*Required work*
Reproduce the lines below word for word, leaving out the pictures.

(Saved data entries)
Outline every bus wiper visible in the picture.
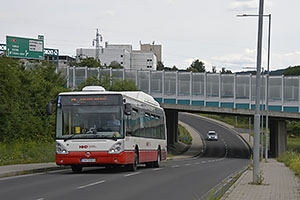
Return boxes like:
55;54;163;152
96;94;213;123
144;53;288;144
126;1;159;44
94;135;119;141
64;135;75;142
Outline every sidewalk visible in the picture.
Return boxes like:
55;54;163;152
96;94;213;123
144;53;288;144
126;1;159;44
221;159;300;200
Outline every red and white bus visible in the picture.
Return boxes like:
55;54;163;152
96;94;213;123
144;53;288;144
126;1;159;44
48;86;167;172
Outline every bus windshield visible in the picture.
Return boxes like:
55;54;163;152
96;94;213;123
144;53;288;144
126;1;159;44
56;105;123;139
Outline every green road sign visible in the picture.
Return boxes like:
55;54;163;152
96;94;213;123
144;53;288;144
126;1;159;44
6;36;44;60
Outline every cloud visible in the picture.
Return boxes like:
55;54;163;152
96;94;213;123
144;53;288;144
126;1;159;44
228;0;258;11
164;0;176;5
103;10;115;17
209;49;256;71
205;49;300;72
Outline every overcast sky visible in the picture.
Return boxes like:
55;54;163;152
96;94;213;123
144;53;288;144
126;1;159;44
0;0;300;71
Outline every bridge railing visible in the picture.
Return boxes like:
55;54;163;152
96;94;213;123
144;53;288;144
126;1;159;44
58;67;300;112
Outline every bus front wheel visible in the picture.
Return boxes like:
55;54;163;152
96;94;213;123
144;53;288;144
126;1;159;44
153;149;161;168
128;150;138;171
71;165;82;173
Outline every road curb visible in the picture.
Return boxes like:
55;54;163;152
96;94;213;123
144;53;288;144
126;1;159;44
0;166;69;178
200;166;249;200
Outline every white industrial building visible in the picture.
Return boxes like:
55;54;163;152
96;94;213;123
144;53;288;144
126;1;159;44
76;43;161;70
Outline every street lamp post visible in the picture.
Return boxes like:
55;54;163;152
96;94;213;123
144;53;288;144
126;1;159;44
237;0;264;183
237;14;271;162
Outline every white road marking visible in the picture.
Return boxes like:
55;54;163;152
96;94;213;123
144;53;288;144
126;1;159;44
124;172;141;177
152;168;163;171
0;173;45;181
77;180;106;189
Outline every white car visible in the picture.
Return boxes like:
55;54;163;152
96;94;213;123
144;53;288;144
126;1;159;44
207;131;218;140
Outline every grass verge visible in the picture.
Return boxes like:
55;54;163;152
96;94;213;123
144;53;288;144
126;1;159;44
277;137;300;178
277;151;300;178
0;141;55;166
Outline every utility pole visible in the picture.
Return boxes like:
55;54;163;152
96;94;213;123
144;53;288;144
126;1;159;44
93;29;102;62
252;0;264;183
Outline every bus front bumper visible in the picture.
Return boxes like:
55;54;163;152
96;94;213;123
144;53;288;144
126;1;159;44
56;151;134;165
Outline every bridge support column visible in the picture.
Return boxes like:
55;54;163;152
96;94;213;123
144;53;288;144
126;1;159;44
270;119;287;157
165;110;178;150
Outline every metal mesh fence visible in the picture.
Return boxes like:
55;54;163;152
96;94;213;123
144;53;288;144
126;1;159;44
221;75;234;98
192;73;205;96
206;74;219;98
178;72;191;96
57;67;300;110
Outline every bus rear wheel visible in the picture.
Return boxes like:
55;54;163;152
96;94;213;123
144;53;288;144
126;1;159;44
71;165;82;173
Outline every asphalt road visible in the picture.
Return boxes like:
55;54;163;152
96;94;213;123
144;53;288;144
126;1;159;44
0;115;249;200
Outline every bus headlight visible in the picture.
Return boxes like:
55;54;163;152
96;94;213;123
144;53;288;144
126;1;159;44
56;142;69;154
108;142;124;154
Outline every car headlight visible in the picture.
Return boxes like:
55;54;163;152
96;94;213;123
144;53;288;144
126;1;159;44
108;142;124;154
56;142;69;154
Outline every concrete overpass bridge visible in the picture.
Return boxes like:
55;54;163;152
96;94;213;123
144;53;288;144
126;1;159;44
57;67;300;156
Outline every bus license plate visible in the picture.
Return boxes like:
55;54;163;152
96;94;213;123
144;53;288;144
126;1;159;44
81;158;96;163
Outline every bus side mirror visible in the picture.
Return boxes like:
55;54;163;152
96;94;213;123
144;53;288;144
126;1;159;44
124;103;132;115
46;101;53;115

*Response below*
Outline every bus wiper visible in the picture.
Return boxes like:
55;54;163;152
96;94;213;123
144;53;288;144
126;1;159;44
94;135;119;141
64;135;75;142
Outline every sidewalk visible in the picture.
Return boxes like:
55;54;163;152
96;94;213;123
144;53;288;144
126;1;159;44
221;159;300;200
Outline every red and white bus visible in the picture.
Return boxes like:
55;54;163;152
96;94;213;123
144;53;288;144
126;1;159;44
48;86;167;172
Outline every bus windshield visible in the picture.
Return boxes like:
55;54;163;152
96;94;213;123
144;53;288;144
126;1;159;44
56;105;123;139
Outline every green road sign visible in the picture.
Return boxes like:
55;54;163;152
96;94;213;123
144;53;288;144
126;1;159;44
6;36;44;60
Outline every cloud visible in the picture.
Return boxes like:
55;54;163;152
96;94;213;123
144;53;288;144
126;1;159;44
228;0;258;11
164;0;176;5
103;10;115;17
209;49;256;71
205;49;300;72
Outline every overcast sky visible in the picture.
Return boxes like:
55;54;163;152
96;94;213;123
144;53;288;144
126;1;159;44
0;0;300;71
Outline every bridge railing visible in the picture.
Return boxes like:
55;54;163;152
96;94;213;123
144;53;288;144
126;1;159;44
58;67;300;112
Outline every bus front wheel visible in the picture.
Return boxes like:
55;54;163;152
96;94;213;123
144;53;288;144
126;1;159;44
153;149;161;168
128;150;138;171
71;165;82;173
Outline every road curb visible in the picture.
Return boxes like:
55;54;163;152
96;94;213;123
144;53;288;144
126;1;159;44
0;166;69;178
200;166;249;200
Outline every white industrial building visible in the picture.
Return boxes like:
55;54;163;152
96;94;213;123
144;53;288;144
126;1;159;44
76;43;161;70
Outline every street lamp post visible in the picture.
Return boxes like:
55;54;163;152
96;94;213;123
144;53;288;144
126;1;159;44
237;0;264;183
237;14;271;162
Outline every white road marking visible in the picture.
Return boxes like:
55;54;163;152
96;94;213;123
144;53;288;144
126;1;159;44
124;172;141;177
152;168;163;171
0;173;45;181
77;180;106;189
Outline every white car visible in the picture.
Return boxes like:
55;54;163;152
96;94;213;123
144;53;288;144
126;1;159;44
207;131;218;140
Outline every grass verge visible in the picture.
Return boxes like:
55;54;163;152
96;94;213;123
144;53;288;144
126;1;159;44
277;137;300;178
277;151;300;178
0;141;55;166
Outline every utility pole visible in the picture.
Return boxes like:
55;54;163;152
96;94;213;123
144;53;288;144
126;1;159;44
93;29;102;62
252;0;264;183
Outline every bus front bumper visible in the picture.
Return boxes like:
55;54;163;152
96;94;213;123
144;53;288;144
126;1;159;44
56;151;134;165
Outline every bridge support column visible in the picture.
Return boxes like:
55;54;163;152
96;94;213;123
144;53;288;144
126;1;159;44
270;119;287;157
165;110;178;150
Outline every metal mesh fence visible in the picture.
Return boxes like:
55;54;163;152
96;94;213;123
144;53;288;144
126;1;159;44
221;75;234;98
192;73;205;96
206;74;219;98
178;72;191;96
57;67;300;110
Outline every bus rear wheel visible in the picture.
Return boxes like:
55;54;163;152
96;94;213;123
144;53;288;144
126;1;159;44
71;165;82;173
Outline every asphalt road visible in the picture.
Return boxes like:
55;54;163;152
96;94;213;123
144;53;288;144
126;1;159;44
0;115;249;200
Outline every bus headlight visible in the picture.
Return boxes like:
55;54;163;152
96;94;213;123
144;53;288;144
126;1;159;44
56;142;69;154
108;142;124;154
Outline every car headlight visible in the picture.
Return boxes like:
55;54;163;152
96;94;213;123
144;53;288;144
126;1;159;44
108;142;124;154
56;142;69;154
Outline every concrete overpass bridge visible in the picture.
Return boxes like:
55;54;163;152
96;94;213;123
144;53;288;144
126;1;159;44
57;67;300;156
Outline every bus license plate visible in the picture.
Return boxes like:
55;54;163;152
96;94;213;123
144;53;288;144
126;1;159;44
81;158;96;163
Outline every bus side mirror visible in the picture.
Return boxes like:
55;54;163;152
96;94;213;123
144;53;288;144
126;1;159;44
124;103;132;115
46;101;53;115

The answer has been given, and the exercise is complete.